Given problem 1:
Filter the entries below and copy every line that contains the word "chair". Case counts.

Selected text:
+++

# Using your Head is Permitted

## November 2013 solution

A closed-form solution to this month's problem is

*f*(*n*)=(2*n*)!/(*n*! 2^{n}).
This can be written using the double-factorial notation:

*f*(*n*)=(2*n*-1)!!.
As for the proof, this month
there were as many different solutions as there were solvers, with
solutions ranging from highly technical to extremely elegant.

The (most-elegant) solution given here comes from Itsik Horovitz. (Thanks!)

Start with one pair of parentheses "()".
Then, to create an arrangement with two pairs, add an opening parenthesis at the
left of the string and a closing one at each of the 3 possible locations:

- Option 1: "()()".
- Option 2: "(())".
- Option 3: "(())".

Continue recursively, adding each pair in turn. The *i*'th parentheses pair
will be laid out in one of 2*i*-1 possible positions. Hence, the total
number of possibilities for *n* pairs is

1*3*...*(2*n*-1) = (2*n*)!/(*n*! 2^{n}).
To show that this value equals *f*(*n*), we prove three claims.

- All possible arrangements can be produced by this procedure.
- No
*im*possible arrangement can be produced by this procedure.
- The number of duplications of any particular arrangement equals exactly
the value of the arrangement.

+++

Available records:
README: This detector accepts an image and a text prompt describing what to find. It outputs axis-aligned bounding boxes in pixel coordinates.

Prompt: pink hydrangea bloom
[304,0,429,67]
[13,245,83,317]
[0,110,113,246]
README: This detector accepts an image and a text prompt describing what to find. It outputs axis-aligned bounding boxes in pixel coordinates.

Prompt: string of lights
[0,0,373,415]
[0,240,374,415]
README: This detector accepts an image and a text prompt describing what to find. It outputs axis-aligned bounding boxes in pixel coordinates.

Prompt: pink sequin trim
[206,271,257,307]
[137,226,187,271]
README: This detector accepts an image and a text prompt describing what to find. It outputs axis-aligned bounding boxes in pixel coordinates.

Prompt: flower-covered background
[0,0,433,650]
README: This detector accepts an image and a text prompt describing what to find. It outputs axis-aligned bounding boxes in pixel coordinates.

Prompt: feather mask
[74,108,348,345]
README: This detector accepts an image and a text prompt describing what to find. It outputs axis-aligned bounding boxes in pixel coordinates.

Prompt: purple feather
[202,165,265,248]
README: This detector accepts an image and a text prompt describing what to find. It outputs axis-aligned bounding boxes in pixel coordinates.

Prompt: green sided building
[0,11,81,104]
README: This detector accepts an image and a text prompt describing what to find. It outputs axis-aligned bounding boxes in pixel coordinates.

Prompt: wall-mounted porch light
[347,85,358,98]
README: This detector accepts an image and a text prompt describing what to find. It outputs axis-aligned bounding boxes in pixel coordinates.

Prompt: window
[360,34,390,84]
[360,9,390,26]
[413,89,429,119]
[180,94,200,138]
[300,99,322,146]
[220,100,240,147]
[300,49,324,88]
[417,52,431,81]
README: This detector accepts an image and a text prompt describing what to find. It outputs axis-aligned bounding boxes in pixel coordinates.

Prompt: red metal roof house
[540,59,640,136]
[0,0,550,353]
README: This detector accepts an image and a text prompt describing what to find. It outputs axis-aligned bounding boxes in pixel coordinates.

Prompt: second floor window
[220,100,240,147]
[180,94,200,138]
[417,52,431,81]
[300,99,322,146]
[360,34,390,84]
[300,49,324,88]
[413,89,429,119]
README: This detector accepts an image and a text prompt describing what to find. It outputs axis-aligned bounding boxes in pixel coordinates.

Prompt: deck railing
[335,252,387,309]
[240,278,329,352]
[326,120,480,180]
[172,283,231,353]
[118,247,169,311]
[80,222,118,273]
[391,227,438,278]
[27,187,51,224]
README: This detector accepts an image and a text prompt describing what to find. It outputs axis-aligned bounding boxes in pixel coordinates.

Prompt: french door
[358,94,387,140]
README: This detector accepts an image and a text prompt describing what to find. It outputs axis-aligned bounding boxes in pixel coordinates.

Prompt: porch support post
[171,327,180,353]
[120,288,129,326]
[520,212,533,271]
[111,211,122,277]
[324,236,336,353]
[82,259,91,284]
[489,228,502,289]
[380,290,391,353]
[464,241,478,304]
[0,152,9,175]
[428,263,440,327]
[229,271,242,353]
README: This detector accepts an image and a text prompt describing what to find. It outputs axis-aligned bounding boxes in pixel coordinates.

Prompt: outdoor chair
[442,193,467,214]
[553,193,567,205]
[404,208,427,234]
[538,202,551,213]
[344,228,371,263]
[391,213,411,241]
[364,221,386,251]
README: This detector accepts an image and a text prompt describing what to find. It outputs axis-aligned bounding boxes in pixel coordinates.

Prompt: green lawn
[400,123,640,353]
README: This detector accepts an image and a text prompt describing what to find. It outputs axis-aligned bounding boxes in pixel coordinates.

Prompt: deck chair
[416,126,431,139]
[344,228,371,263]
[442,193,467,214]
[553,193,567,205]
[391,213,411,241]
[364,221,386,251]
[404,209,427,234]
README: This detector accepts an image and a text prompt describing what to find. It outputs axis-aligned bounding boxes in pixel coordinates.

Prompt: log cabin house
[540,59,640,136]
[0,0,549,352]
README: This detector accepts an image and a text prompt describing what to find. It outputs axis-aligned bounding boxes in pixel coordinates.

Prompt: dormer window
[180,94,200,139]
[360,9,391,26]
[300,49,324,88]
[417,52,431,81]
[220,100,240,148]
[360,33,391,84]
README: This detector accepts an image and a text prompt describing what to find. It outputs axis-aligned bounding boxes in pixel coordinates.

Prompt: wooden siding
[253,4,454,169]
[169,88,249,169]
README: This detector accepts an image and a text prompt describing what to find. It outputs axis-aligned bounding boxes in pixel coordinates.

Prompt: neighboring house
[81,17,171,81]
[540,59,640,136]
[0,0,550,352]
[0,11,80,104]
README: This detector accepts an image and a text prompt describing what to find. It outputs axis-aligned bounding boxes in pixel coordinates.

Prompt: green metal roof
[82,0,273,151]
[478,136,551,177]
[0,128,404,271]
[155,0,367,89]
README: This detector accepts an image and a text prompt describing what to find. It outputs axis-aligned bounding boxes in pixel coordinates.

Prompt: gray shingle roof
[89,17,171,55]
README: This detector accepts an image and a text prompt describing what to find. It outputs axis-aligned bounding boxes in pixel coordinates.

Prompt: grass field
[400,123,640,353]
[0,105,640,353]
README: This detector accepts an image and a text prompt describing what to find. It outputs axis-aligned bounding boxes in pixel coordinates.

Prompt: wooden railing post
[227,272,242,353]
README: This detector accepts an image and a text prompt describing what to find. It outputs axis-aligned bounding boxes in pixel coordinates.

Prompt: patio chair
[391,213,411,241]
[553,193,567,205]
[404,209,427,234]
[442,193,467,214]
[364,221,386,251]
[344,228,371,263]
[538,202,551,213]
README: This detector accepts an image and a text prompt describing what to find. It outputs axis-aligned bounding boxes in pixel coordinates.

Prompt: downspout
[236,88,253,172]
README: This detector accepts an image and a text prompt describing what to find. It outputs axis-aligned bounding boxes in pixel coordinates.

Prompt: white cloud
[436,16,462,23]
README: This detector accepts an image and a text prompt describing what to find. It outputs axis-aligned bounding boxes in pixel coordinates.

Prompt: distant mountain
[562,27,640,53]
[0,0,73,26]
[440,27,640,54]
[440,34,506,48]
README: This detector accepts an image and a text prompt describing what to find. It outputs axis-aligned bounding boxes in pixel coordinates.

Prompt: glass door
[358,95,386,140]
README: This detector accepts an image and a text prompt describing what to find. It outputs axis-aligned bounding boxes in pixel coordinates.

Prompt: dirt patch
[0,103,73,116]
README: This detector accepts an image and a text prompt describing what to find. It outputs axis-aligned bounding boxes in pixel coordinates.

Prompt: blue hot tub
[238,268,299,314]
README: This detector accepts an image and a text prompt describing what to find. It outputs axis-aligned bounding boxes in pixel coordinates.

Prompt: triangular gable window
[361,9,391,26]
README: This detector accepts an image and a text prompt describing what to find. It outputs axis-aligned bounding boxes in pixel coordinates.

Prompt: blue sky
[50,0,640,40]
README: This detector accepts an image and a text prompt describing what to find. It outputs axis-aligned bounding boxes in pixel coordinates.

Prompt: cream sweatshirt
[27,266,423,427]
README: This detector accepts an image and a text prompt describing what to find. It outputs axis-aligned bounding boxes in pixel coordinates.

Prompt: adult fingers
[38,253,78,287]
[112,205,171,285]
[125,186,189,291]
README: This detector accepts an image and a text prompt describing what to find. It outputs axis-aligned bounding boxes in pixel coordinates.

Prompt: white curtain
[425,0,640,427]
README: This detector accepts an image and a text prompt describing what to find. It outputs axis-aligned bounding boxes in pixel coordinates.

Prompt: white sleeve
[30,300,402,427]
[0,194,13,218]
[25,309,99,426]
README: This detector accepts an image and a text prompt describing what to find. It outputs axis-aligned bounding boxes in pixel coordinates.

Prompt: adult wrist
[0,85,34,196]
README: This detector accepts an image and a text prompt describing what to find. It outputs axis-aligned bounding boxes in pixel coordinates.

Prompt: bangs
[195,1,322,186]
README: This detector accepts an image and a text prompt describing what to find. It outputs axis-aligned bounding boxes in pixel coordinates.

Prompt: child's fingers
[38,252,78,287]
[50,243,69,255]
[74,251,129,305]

+++

Given problem 2:
Using the November 2013 solution above, decide whether each statement agrees with it: (a) the solution presented comes from Itsik Horovitz; (b) only one solution to the problem was received this month; (c) the recursive construction begins with two pairs of parentheses. Answer yes or no for each and quote the deciding words.

Final answer 1:
Prompt: outdoor chair
Prompt: deck chair
Prompt: patio chair

Final answer 2:
(a) Yes: "The (most-elegant) solution given here comes from Itsik Horovitz."
(b) No: "there were as many different solutions as there were solvers"
(c) No: "Start with one pair of parentheses"